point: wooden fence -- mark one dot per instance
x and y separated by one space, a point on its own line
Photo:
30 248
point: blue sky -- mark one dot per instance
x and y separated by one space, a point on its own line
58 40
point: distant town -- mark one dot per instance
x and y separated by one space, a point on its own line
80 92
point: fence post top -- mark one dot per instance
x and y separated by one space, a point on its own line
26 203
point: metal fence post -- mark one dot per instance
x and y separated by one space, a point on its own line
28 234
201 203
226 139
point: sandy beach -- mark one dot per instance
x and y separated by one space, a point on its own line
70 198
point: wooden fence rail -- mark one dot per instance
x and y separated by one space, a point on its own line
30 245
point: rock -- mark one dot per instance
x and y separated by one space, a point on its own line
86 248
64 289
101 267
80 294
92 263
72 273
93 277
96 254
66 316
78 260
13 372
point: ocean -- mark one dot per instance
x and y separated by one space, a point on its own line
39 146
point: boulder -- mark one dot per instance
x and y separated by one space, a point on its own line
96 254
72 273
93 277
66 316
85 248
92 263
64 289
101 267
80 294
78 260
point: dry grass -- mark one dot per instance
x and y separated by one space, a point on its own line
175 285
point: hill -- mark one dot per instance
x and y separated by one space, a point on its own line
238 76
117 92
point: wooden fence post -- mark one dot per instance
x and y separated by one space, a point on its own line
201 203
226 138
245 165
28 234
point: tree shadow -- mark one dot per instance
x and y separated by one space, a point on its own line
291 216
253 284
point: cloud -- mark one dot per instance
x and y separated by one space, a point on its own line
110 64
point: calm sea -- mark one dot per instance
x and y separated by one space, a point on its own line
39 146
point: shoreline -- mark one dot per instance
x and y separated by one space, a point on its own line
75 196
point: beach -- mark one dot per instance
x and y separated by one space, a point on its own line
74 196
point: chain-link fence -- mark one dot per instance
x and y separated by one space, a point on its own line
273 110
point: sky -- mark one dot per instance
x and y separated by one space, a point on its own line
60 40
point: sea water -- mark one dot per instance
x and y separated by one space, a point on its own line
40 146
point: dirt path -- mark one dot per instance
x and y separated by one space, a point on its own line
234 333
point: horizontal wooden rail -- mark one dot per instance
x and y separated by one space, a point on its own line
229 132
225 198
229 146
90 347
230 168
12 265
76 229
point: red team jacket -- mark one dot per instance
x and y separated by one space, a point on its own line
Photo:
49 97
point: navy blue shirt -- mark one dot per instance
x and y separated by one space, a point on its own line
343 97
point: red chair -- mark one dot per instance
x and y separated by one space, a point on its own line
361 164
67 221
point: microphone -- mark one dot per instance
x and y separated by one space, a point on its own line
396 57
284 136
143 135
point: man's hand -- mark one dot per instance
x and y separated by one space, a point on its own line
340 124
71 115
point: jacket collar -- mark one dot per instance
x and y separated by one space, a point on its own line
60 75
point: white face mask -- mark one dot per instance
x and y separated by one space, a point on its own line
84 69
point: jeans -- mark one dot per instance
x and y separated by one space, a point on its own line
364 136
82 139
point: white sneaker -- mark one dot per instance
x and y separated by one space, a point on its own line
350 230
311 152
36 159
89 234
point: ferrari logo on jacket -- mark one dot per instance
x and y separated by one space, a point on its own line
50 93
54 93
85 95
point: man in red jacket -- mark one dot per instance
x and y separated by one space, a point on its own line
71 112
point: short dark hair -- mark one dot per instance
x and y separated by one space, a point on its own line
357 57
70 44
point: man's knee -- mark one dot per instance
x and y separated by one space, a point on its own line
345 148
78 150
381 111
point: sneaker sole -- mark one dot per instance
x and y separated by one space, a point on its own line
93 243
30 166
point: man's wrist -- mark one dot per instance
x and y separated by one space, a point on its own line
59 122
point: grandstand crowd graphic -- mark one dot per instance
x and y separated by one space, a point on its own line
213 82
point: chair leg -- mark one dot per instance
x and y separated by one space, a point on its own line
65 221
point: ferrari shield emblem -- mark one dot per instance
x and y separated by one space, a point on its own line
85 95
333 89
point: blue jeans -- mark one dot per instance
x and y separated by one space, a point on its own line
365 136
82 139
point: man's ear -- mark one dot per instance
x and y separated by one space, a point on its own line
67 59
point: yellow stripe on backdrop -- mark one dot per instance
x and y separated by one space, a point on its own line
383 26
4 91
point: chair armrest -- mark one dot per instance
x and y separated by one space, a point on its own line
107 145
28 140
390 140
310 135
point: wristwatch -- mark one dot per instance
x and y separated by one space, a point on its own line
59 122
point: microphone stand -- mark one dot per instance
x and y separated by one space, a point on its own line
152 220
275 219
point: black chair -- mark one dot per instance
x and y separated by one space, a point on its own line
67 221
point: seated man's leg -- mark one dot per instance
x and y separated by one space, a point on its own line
# # # #
For this exercise, return the material above in full and exactly.

• **Task result**
point: wooden fence -- mark one dot per instance
x and y separated by one space, a point on its own line
Photo:
30 248
point: blue sky -- mark one dot per instance
x and y separated by one space, a point on its own line
58 40
point: distant town -- mark one dot per instance
x and y separated by one space, a point on its own line
80 92
point: fence post top -- mark one dot per instance
x and y separated by one space, a point on its own line
26 203
point: metal fence post -- mark one dot per instance
x and y separated by one space, a point on its own line
28 234
201 203
226 139
point: sandy beach -- mark one dot per instance
x and y separated by one space, a point on its own line
70 198
point: wooden fence rail -- mark one dot per instance
x and y separated by one space, a point on its own line
30 245
point: rock -- mark one dot per instance
x and y separated by one space, a point on its own line
86 248
64 289
101 267
80 294
92 263
72 273
93 277
96 254
66 316
78 260
13 372
point: ocean -- mark one dot per instance
x and y separated by one space, a point on its own line
39 146
point: boulder -- mark one dot per instance
x and y separated by one space, a point on its own line
96 254
72 273
93 277
66 316
85 248
92 263
64 289
101 267
80 294
78 260
point: dry grass -- mark one dot per instance
x and y separated by one space, a point on its own line
175 285
point: hill -- mark one dot per instance
x and y separated by one space, a point on its own line
238 76
117 92
point: wooden fence post -- mark one dot per instance
x and y separated by one space, a point on its own line
201 203
226 138
245 165
28 234
point: tree shadow -- mark one dot per instance
x and y separated by one space, a point on its own line
291 216
253 284
point: cloud -- mark one dot per instance
x and y separated by one space, a point on its own line
110 64
point: calm sea -- mark one dot per instance
x and y separated by one space, a point on its own line
39 146
point: shoreline -- mark one dot per instance
x and y separated by one space, a point on its own line
75 196
point: beach -- mark one dot per instance
x and y separated by one space, a point on its own line
74 196
point: chain-link fence -- mark one dot per instance
x and y separated by one space, a point on its own line
273 110
point: sky -- mark one dot per instance
x and y separated by one space, a point on its own line
60 40
point: sea water -- mark one dot per instance
x and y separated by one space, a point on its own line
40 146
point: dirt path -- mark one dot per instance
x and y separated by one space, a point on its own line
234 333
point: horizontal wooden rail -- mark one dot per instance
x and y separated by one space, a point on its own line
229 132
225 198
229 146
90 347
230 168
12 265
76 229
point: red team jacket -- mark one dot per instance
x and y separated by one space, a point on its own line
Photo:
49 97
point: navy blue shirt -- mark one dot per instance
x and y separated by one space, a point on its own line
343 97
point: red chair -- mark one dot per instance
x and y separated by one space, a point on its own line
361 164
67 221
point: microphone -- mark one dot per instance
x and y separated by one space, a point on its own line
396 57
284 136
143 135
point: man's hand -- mark one dot per instance
x and y separated by one space, a point on its own line
340 124
71 115
point: jacket collar -- mark one dot per instance
x and y separated by one space, a point on its own line
60 75
point: white face mask -- mark one dot per instance
x and y separated by one space, a point on its own line
84 69
point: jeans -- mark one dot per instance
x and y separated by one space, a point on its own line
364 136
82 139
point: white sneaker -- mark one dot per instance
x and y separated by one space, a point on its own line
350 230
311 152
36 159
89 234
point: ferrari logo on jacket -- mark one dot per instance
x and y separated by one space, a point on its own line
50 93
54 93
85 95
point: man in red jacket -- mark one dot per instance
x and y separated by one space, a point on its own line
71 112
point: short dark hair -- mark one dot per instance
x and y separated by one space, a point on its own line
357 57
70 44
point: man's knee -- mark one dot per instance
x and y separated by one space, a point on its own line
345 148
78 150
381 111
point: sneaker sole -- mark one dot per instance
x and y separated by one space, a point on its own line
93 243
30 166
point: man's wrist -- mark one dot per instance
x and y separated by one space, a point on its own line
59 122
point: grandstand crowd graphic -- mark one dot per instance
x and y separated by one space, a point on its own line
213 82
point: chair leg -- mark one dot per instance
x and y separated by one space, a point on its own line
65 221
point: ferrari shield emblem -- mark one dot per instance
x and y separated by one space, a point on its own line
85 95
333 89
point: blue jeans -- mark one dot per instance
x and y separated by one space, a point on its own line
365 136
82 139
point: man's ear -- mark one dot per instance
x and y separated by one space, a point on its own line
67 59
point: yellow stripe on backdrop -- mark one dot per instance
x and y separated by one space, a point on its own line
383 26
4 91
point: chair armrest -- mark one dot per instance
x and y separated by one space, a point on its own line
107 145
28 140
390 140
310 135
point: wristwatch -- mark one dot per instance
x and y separated by one space, a point on its own line
59 122
point: microphone stand -- mark one dot per instance
x and y separated by one space, a point on its own line
152 220
275 219
point: black chair -- mark one dot per instance
x and y separated by one space, a point on its own line
67 221
point: seated man's leg -- mark one dot per instance
x and y separated by one space, a point on its own line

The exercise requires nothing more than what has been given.